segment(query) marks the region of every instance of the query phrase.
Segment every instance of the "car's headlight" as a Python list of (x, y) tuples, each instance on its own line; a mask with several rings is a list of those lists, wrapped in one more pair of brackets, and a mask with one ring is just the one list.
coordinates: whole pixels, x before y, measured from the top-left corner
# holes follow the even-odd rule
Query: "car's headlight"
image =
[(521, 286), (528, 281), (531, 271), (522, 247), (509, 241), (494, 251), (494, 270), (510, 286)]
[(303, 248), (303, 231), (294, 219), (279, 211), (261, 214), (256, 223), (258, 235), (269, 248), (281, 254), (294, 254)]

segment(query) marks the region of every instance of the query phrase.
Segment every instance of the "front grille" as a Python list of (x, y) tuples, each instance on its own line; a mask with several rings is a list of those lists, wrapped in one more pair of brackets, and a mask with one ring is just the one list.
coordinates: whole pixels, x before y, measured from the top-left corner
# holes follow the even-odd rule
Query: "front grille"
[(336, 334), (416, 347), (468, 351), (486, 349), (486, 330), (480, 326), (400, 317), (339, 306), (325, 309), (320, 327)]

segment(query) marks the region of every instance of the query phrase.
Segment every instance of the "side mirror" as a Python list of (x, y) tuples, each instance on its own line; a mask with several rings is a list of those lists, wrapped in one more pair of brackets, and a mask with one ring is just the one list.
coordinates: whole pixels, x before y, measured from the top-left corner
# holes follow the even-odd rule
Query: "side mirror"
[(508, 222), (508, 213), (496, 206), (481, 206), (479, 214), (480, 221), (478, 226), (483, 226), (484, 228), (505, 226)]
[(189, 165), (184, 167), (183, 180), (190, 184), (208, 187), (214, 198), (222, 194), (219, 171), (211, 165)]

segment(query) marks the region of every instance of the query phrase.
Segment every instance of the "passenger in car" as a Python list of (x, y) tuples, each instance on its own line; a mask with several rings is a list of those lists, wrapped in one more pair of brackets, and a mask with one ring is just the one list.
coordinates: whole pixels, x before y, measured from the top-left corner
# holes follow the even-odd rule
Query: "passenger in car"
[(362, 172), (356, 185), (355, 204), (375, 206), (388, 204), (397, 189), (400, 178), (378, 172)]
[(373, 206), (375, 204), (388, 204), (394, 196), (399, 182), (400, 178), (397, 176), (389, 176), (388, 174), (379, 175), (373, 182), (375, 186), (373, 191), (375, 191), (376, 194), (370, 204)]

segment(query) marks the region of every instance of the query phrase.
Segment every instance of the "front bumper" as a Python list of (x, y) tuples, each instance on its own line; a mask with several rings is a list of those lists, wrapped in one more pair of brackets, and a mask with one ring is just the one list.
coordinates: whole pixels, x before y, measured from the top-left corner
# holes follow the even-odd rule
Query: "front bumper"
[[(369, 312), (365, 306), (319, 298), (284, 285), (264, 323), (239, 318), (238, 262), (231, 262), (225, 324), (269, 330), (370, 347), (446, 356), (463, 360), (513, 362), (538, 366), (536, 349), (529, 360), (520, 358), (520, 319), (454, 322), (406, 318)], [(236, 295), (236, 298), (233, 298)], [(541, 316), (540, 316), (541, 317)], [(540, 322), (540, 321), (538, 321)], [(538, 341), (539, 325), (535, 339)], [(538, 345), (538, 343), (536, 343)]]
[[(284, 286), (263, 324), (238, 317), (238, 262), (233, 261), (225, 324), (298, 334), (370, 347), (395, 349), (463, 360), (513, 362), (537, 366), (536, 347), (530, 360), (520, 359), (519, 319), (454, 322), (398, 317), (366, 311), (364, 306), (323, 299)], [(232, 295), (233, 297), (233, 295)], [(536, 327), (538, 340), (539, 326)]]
----
§ Required action: Every line above that holds the string "headlight" should be returned.

§ Task answer:
Segment every instance of the "car's headlight" as a Python list of (x, y) tuples, each instance on its own line; a mask with several rings is a list of those lists, wrapped in one more pair of brackets, and a mask with one ring is just the one list.
Query: "car's headlight"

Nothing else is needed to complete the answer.